-- begin Rows --
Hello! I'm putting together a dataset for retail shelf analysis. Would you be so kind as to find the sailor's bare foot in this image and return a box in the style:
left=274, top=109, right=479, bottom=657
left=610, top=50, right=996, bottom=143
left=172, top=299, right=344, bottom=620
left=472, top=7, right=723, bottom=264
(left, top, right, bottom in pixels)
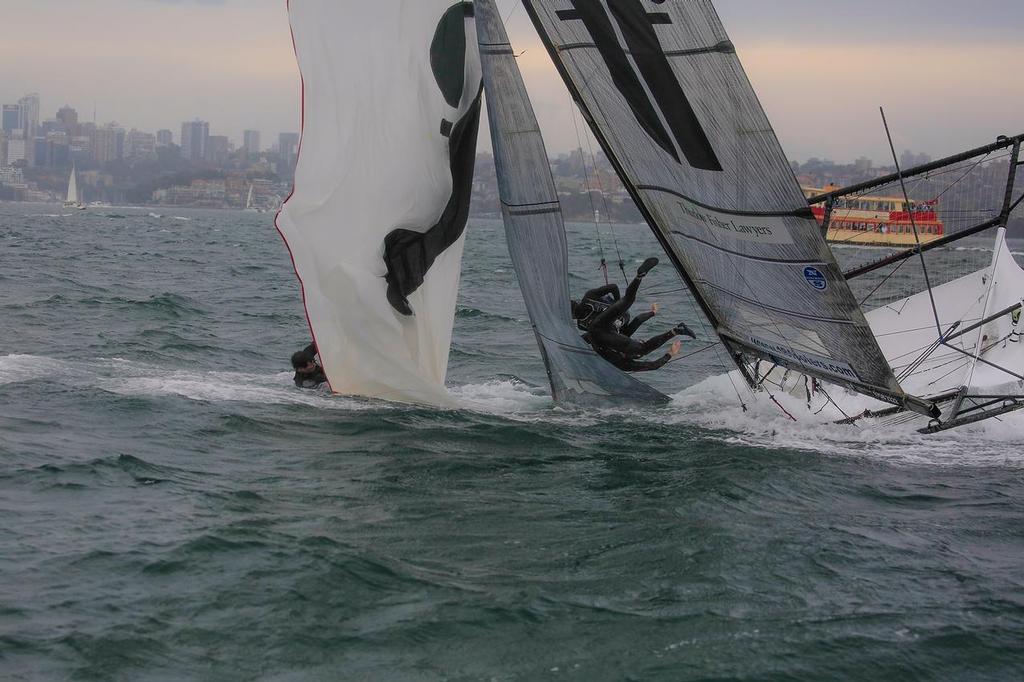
-- end Rows --
# Task directions
Quote the data above line for line without changing a word, and leave the picture out.

# Correct answer
Hello! I'm putting together a dataset for retail shelf analysis. Would you be so kind as to find the sailor's bare foot in this image and return a box in the style:
left=274, top=109, right=479, bottom=657
left=610, top=50, right=996, bottom=143
left=172, top=299, right=344, bottom=620
left=472, top=7, right=723, bottom=264
(left, top, right, bottom in pixels)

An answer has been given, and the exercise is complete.